Nothing but the line with "Expected: a point placed on each instance of the car dealership" and the lines after it, through the end of the records below, is to be repeated, exactly as it is.

==== Materials provided

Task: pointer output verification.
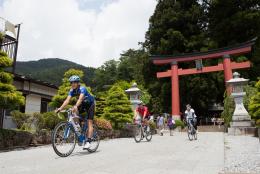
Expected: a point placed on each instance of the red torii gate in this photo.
(227, 66)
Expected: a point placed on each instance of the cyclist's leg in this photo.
(195, 123)
(90, 118)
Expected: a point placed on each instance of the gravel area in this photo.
(242, 155)
(163, 155)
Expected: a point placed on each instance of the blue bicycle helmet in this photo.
(74, 78)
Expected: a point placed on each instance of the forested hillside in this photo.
(52, 70)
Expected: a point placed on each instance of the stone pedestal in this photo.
(241, 123)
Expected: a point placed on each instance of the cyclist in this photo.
(85, 103)
(191, 117)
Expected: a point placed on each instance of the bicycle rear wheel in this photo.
(148, 135)
(95, 140)
(195, 135)
(138, 133)
(63, 139)
(190, 134)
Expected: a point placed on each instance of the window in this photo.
(44, 105)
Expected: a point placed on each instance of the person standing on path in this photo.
(161, 124)
(171, 124)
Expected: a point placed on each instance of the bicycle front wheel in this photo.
(138, 133)
(195, 135)
(149, 135)
(63, 139)
(95, 140)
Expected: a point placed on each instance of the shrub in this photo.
(22, 120)
(103, 124)
(152, 125)
(179, 123)
(257, 123)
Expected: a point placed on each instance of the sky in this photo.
(88, 32)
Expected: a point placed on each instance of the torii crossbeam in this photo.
(227, 66)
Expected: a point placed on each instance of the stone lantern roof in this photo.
(237, 80)
(133, 89)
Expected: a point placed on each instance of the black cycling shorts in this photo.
(89, 110)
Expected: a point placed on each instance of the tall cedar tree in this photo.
(232, 22)
(178, 26)
(10, 98)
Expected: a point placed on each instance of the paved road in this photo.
(163, 155)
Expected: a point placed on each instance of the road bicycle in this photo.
(66, 134)
(192, 134)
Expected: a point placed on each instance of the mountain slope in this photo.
(51, 70)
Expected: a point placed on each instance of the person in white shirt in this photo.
(191, 116)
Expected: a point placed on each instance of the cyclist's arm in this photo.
(65, 103)
(81, 98)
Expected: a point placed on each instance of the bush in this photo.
(103, 124)
(179, 123)
(23, 121)
(51, 119)
(257, 123)
(47, 120)
(152, 125)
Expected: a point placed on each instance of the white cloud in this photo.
(59, 28)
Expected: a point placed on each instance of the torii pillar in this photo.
(175, 90)
(227, 72)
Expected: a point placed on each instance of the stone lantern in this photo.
(241, 121)
(135, 95)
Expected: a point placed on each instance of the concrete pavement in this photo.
(163, 155)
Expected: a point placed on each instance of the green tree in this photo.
(175, 27)
(117, 109)
(63, 90)
(106, 75)
(10, 98)
(100, 103)
(131, 65)
(231, 22)
(254, 104)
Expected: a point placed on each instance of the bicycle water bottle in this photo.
(76, 126)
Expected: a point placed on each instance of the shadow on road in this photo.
(82, 153)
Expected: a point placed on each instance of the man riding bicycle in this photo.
(191, 117)
(142, 113)
(85, 103)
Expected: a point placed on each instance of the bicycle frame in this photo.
(190, 126)
(71, 127)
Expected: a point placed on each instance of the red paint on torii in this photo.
(227, 66)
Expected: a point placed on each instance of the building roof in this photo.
(26, 78)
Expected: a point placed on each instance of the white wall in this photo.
(32, 103)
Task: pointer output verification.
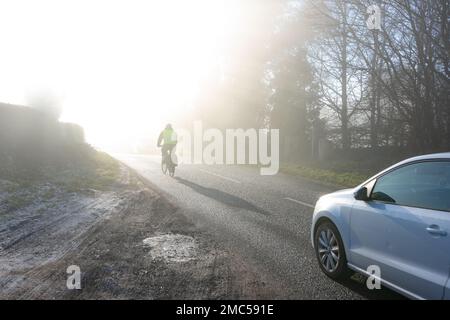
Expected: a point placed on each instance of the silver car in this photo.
(398, 222)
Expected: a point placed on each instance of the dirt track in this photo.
(106, 240)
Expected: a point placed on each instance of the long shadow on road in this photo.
(223, 197)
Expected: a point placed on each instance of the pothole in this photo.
(172, 247)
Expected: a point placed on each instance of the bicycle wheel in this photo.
(164, 167)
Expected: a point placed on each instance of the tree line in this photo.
(316, 70)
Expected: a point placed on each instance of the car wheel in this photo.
(330, 251)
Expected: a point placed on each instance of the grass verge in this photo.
(327, 176)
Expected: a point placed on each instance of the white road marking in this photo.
(220, 176)
(300, 202)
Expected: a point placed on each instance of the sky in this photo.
(121, 69)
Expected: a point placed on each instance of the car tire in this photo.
(330, 251)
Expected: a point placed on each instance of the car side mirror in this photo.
(361, 194)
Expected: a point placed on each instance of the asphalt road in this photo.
(266, 219)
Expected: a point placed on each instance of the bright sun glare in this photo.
(122, 68)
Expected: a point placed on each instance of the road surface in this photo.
(266, 219)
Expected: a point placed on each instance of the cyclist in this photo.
(169, 136)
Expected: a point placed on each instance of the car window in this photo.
(423, 185)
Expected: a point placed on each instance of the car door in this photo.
(404, 228)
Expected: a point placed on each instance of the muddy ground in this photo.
(129, 242)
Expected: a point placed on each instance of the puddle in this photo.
(172, 247)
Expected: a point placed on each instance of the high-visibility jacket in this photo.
(169, 136)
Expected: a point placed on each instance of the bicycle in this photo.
(167, 166)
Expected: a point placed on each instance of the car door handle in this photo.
(436, 231)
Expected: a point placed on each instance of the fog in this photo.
(121, 68)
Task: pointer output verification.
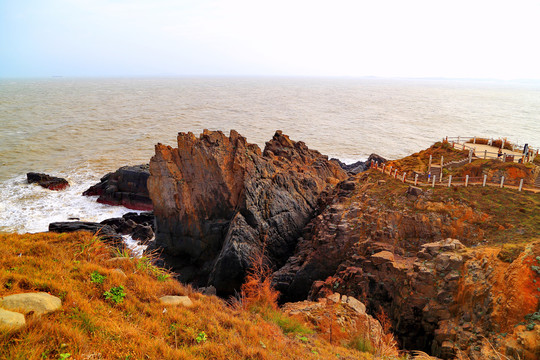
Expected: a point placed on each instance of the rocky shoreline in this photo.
(219, 203)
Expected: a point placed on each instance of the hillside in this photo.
(79, 269)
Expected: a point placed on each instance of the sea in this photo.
(83, 128)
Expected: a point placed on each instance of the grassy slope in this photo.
(92, 327)
(500, 215)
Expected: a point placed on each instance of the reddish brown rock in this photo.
(218, 199)
(127, 187)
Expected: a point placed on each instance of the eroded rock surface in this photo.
(127, 186)
(409, 255)
(35, 303)
(219, 201)
(47, 181)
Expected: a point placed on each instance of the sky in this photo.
(388, 38)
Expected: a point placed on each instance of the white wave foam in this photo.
(30, 208)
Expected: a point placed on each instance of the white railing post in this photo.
(442, 162)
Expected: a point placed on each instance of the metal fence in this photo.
(419, 179)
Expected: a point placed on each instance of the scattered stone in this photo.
(382, 257)
(10, 320)
(142, 233)
(47, 181)
(105, 232)
(176, 300)
(36, 303)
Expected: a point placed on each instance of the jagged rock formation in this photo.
(139, 226)
(219, 201)
(126, 187)
(47, 181)
(399, 252)
(347, 315)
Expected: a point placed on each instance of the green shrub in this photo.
(116, 294)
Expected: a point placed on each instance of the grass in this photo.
(91, 327)
(470, 214)
(419, 161)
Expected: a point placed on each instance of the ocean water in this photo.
(81, 129)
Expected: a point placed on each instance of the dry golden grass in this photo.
(419, 161)
(92, 327)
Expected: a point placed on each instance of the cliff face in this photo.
(412, 256)
(219, 201)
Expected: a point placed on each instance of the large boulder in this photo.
(31, 303)
(47, 181)
(126, 187)
(219, 202)
(105, 232)
(10, 320)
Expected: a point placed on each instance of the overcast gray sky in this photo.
(393, 38)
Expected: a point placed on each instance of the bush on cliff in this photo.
(91, 327)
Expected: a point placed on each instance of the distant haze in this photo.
(392, 38)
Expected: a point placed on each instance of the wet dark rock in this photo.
(127, 187)
(105, 232)
(142, 233)
(219, 201)
(360, 166)
(47, 181)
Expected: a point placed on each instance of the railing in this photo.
(460, 142)
(427, 180)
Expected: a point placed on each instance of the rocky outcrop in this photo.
(219, 201)
(47, 181)
(344, 315)
(139, 226)
(11, 320)
(36, 304)
(397, 250)
(360, 166)
(127, 187)
(105, 232)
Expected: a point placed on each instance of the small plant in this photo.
(361, 344)
(201, 337)
(97, 278)
(116, 294)
(163, 277)
(302, 338)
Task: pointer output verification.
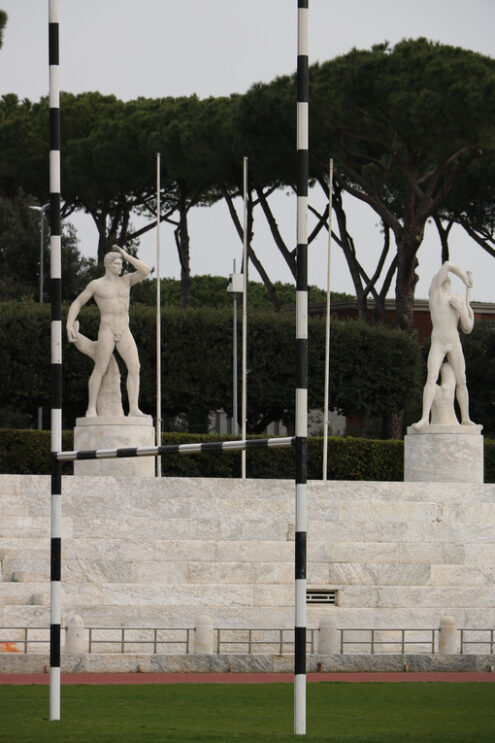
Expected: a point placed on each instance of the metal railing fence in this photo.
(393, 639)
(250, 641)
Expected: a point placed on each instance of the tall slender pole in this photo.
(158, 324)
(327, 329)
(41, 210)
(244, 313)
(56, 361)
(301, 369)
(42, 258)
(235, 423)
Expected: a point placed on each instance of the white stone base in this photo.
(443, 453)
(114, 432)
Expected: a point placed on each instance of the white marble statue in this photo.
(447, 311)
(111, 293)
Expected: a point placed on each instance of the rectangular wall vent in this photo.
(321, 596)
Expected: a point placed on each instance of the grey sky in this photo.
(155, 48)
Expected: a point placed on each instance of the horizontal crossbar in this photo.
(155, 451)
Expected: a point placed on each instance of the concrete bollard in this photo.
(447, 637)
(203, 635)
(75, 640)
(328, 637)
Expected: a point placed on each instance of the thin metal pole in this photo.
(327, 334)
(244, 315)
(42, 224)
(56, 361)
(235, 421)
(158, 324)
(301, 370)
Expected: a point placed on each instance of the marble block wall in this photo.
(148, 552)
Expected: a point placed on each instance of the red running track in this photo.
(27, 679)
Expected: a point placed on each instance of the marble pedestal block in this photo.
(114, 432)
(444, 453)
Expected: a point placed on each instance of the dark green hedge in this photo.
(28, 452)
(373, 370)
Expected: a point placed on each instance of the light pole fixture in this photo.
(41, 210)
(236, 288)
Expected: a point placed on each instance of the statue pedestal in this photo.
(114, 432)
(443, 453)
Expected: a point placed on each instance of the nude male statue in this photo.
(447, 311)
(111, 293)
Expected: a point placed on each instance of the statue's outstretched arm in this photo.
(142, 268)
(464, 276)
(74, 309)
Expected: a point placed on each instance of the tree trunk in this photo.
(182, 242)
(406, 280)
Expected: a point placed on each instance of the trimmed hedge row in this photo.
(28, 452)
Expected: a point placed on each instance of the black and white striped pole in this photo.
(56, 361)
(301, 369)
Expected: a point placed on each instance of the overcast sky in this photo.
(156, 48)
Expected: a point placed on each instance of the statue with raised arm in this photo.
(111, 293)
(448, 311)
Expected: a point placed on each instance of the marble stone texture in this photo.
(443, 454)
(114, 432)
(158, 553)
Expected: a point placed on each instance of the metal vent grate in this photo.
(321, 596)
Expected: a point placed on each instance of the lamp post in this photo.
(41, 210)
(235, 287)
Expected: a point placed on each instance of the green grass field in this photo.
(348, 712)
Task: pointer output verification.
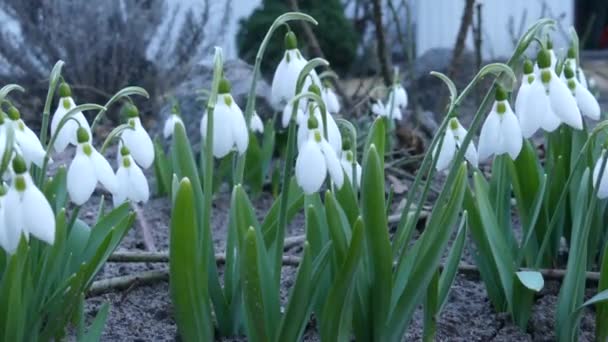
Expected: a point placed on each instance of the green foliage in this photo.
(335, 33)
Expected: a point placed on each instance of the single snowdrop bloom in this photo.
(27, 141)
(380, 109)
(170, 123)
(452, 140)
(331, 99)
(87, 168)
(67, 134)
(132, 183)
(347, 160)
(316, 158)
(26, 210)
(136, 139)
(602, 191)
(286, 75)
(548, 94)
(586, 102)
(500, 132)
(256, 123)
(229, 126)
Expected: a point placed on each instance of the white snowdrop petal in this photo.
(587, 102)
(104, 172)
(489, 136)
(81, 178)
(563, 103)
(140, 192)
(446, 154)
(13, 220)
(511, 133)
(333, 164)
(38, 217)
(310, 167)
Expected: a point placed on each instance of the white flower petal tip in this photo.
(229, 127)
(139, 143)
(170, 123)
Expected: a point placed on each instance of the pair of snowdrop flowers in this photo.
(396, 102)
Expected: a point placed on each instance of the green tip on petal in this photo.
(124, 151)
(130, 110)
(501, 94)
(19, 165)
(291, 42)
(313, 88)
(13, 113)
(312, 122)
(82, 135)
(544, 59)
(224, 87)
(528, 67)
(571, 53)
(568, 72)
(64, 90)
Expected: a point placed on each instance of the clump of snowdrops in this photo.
(48, 255)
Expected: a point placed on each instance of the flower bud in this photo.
(224, 86)
(82, 135)
(64, 90)
(543, 59)
(291, 42)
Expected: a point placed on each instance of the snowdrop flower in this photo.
(380, 109)
(26, 210)
(602, 191)
(584, 99)
(67, 134)
(132, 183)
(548, 95)
(333, 132)
(229, 127)
(170, 123)
(286, 75)
(27, 141)
(316, 158)
(538, 114)
(137, 139)
(256, 123)
(87, 168)
(500, 132)
(346, 160)
(453, 137)
(331, 99)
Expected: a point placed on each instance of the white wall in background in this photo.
(438, 21)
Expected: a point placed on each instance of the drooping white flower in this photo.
(137, 139)
(170, 123)
(87, 168)
(256, 123)
(586, 102)
(333, 132)
(229, 126)
(286, 75)
(67, 134)
(381, 109)
(602, 191)
(27, 141)
(132, 183)
(452, 140)
(548, 94)
(331, 100)
(26, 210)
(316, 158)
(500, 132)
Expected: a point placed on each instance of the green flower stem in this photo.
(250, 107)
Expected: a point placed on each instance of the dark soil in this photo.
(144, 313)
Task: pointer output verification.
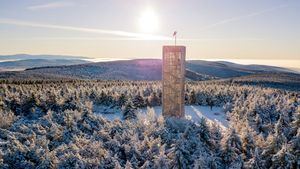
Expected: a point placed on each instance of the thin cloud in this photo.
(233, 19)
(83, 29)
(50, 5)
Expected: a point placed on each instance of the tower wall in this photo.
(173, 75)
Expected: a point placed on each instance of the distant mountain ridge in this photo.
(29, 63)
(142, 69)
(27, 56)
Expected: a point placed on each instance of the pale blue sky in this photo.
(211, 29)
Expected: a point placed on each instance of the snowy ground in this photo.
(194, 113)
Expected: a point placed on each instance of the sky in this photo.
(259, 31)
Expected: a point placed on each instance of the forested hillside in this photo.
(52, 124)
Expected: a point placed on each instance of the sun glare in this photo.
(148, 21)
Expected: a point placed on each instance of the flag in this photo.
(175, 33)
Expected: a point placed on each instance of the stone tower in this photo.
(173, 75)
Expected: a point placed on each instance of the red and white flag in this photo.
(175, 33)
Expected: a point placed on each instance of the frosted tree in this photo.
(138, 101)
(129, 111)
(232, 148)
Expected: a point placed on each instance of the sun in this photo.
(148, 21)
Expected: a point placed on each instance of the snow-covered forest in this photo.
(52, 124)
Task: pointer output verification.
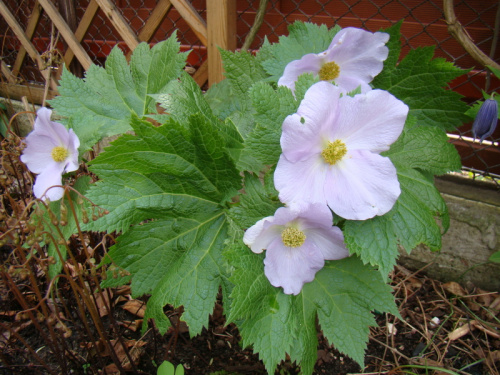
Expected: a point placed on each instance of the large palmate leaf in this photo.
(421, 81)
(102, 104)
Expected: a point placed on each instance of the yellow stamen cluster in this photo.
(329, 71)
(293, 237)
(334, 152)
(59, 153)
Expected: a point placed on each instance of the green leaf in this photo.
(102, 104)
(163, 172)
(415, 211)
(303, 38)
(254, 205)
(55, 211)
(411, 221)
(394, 45)
(426, 148)
(242, 70)
(420, 81)
(342, 297)
(183, 98)
(166, 368)
(495, 257)
(271, 107)
(179, 262)
(374, 241)
(178, 178)
(495, 71)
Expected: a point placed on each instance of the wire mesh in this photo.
(423, 25)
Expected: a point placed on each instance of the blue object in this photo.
(486, 120)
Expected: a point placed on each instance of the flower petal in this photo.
(37, 154)
(362, 186)
(371, 121)
(291, 268)
(51, 176)
(310, 63)
(358, 53)
(303, 181)
(317, 111)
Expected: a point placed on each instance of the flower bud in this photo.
(486, 120)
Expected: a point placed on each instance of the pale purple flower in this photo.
(486, 120)
(353, 59)
(51, 150)
(331, 150)
(297, 241)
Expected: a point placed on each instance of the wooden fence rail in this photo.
(218, 30)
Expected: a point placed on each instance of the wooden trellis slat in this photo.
(217, 31)
(30, 29)
(155, 19)
(119, 23)
(193, 19)
(82, 28)
(26, 43)
(66, 32)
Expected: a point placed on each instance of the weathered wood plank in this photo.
(221, 22)
(66, 33)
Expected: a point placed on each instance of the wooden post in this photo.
(221, 28)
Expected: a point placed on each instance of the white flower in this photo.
(353, 59)
(51, 150)
(331, 152)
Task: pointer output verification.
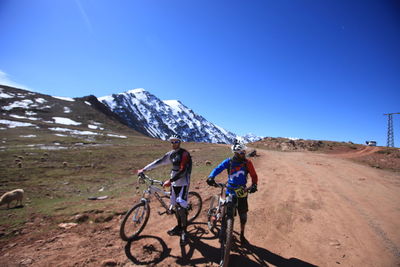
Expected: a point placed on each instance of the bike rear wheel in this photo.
(194, 206)
(226, 243)
(134, 221)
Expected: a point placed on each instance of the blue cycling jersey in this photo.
(237, 173)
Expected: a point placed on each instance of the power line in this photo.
(390, 142)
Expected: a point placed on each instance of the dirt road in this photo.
(311, 209)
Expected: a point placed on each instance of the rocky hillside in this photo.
(377, 157)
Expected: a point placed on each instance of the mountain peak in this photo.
(136, 91)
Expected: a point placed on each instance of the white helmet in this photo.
(237, 147)
(175, 137)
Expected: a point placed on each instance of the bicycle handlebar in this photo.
(224, 185)
(152, 181)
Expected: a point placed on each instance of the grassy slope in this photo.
(57, 192)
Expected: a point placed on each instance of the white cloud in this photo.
(5, 80)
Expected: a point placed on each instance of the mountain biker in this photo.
(238, 167)
(180, 180)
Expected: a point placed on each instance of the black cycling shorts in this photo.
(242, 205)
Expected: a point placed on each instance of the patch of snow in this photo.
(19, 104)
(22, 117)
(65, 121)
(28, 136)
(5, 95)
(13, 124)
(64, 98)
(58, 129)
(118, 136)
(40, 100)
(30, 113)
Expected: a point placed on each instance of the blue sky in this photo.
(312, 69)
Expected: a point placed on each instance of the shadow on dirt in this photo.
(262, 257)
(144, 247)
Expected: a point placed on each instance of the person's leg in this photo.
(182, 212)
(242, 210)
(175, 190)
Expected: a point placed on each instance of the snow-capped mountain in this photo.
(146, 113)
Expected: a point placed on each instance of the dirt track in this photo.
(311, 209)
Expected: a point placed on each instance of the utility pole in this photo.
(390, 142)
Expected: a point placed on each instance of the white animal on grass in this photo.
(8, 197)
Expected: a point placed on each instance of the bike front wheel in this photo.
(134, 221)
(194, 205)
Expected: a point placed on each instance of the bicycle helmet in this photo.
(175, 137)
(237, 147)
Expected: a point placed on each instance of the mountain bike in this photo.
(136, 218)
(221, 215)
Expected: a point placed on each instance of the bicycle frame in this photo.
(153, 190)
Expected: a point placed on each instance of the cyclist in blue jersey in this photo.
(238, 167)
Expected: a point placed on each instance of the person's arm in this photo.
(158, 162)
(252, 172)
(182, 166)
(222, 166)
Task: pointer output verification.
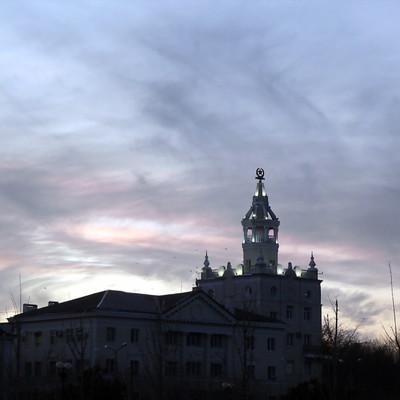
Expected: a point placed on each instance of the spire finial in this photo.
(260, 174)
(206, 262)
(312, 262)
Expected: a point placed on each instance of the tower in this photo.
(260, 230)
(290, 295)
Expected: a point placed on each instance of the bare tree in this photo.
(391, 333)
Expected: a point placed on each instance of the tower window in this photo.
(271, 344)
(272, 373)
(289, 339)
(110, 334)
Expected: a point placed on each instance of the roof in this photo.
(112, 300)
(243, 315)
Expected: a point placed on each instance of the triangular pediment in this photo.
(200, 308)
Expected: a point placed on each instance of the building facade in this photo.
(246, 331)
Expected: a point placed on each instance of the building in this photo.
(248, 330)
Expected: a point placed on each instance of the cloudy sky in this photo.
(131, 131)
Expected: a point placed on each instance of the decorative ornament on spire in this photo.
(206, 261)
(312, 262)
(260, 174)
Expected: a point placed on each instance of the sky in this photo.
(131, 132)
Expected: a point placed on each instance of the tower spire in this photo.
(260, 228)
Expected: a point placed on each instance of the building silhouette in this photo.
(249, 331)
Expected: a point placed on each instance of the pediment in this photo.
(200, 308)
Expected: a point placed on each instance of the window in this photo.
(217, 340)
(134, 367)
(289, 339)
(69, 335)
(52, 368)
(193, 339)
(80, 335)
(171, 368)
(272, 373)
(38, 338)
(193, 368)
(28, 369)
(251, 371)
(134, 335)
(110, 334)
(29, 338)
(249, 342)
(289, 367)
(80, 365)
(216, 370)
(172, 338)
(53, 337)
(38, 369)
(271, 344)
(110, 365)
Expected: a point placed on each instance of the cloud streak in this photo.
(130, 135)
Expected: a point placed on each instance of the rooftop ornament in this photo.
(260, 174)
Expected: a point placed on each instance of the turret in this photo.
(260, 229)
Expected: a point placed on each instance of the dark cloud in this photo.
(131, 134)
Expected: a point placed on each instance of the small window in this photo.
(52, 368)
(193, 339)
(80, 334)
(290, 367)
(271, 373)
(289, 339)
(110, 334)
(38, 338)
(28, 369)
(69, 335)
(217, 340)
(249, 342)
(251, 371)
(216, 370)
(307, 340)
(193, 368)
(172, 338)
(110, 366)
(134, 367)
(171, 368)
(53, 337)
(134, 335)
(38, 369)
(271, 344)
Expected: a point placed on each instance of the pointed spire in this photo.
(206, 261)
(312, 262)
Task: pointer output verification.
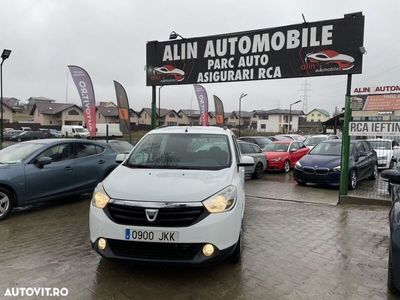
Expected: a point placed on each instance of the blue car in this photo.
(322, 164)
(41, 170)
(393, 176)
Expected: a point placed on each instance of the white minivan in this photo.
(75, 131)
(172, 201)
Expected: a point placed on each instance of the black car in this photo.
(261, 141)
(30, 135)
(322, 164)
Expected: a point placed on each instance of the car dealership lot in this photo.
(291, 251)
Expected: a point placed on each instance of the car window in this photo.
(85, 149)
(57, 153)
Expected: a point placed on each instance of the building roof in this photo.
(278, 111)
(322, 111)
(51, 108)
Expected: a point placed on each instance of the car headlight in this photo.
(100, 198)
(222, 201)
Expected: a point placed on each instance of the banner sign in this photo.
(219, 111)
(201, 95)
(374, 129)
(378, 102)
(85, 89)
(123, 108)
(329, 47)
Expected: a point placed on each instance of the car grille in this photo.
(180, 216)
(145, 250)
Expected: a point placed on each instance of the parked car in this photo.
(311, 141)
(388, 152)
(29, 135)
(393, 281)
(42, 170)
(171, 202)
(322, 164)
(260, 162)
(261, 141)
(283, 155)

========

Expected answer:
Expected: a point placed on each instance of the car dealership lot in this photo.
(291, 251)
Expected: a point placed on each instance of the car window in this photo.
(85, 149)
(57, 153)
Expected: a point placed on each instance of the building roof in this photo.
(278, 111)
(322, 111)
(51, 108)
Expected: a point placed on each instance of the car headlight in this photo.
(100, 198)
(222, 201)
Expected: a point placed on each instance of the banner sign in this photo.
(219, 111)
(201, 95)
(374, 129)
(378, 102)
(85, 89)
(123, 108)
(329, 47)
Expected: a point placed on each instance of the car grille in this photo.
(180, 216)
(145, 250)
Expected: a point placed on each instance of the parked car in this photo.
(311, 141)
(388, 152)
(29, 135)
(393, 281)
(42, 170)
(171, 202)
(322, 164)
(260, 162)
(261, 141)
(283, 155)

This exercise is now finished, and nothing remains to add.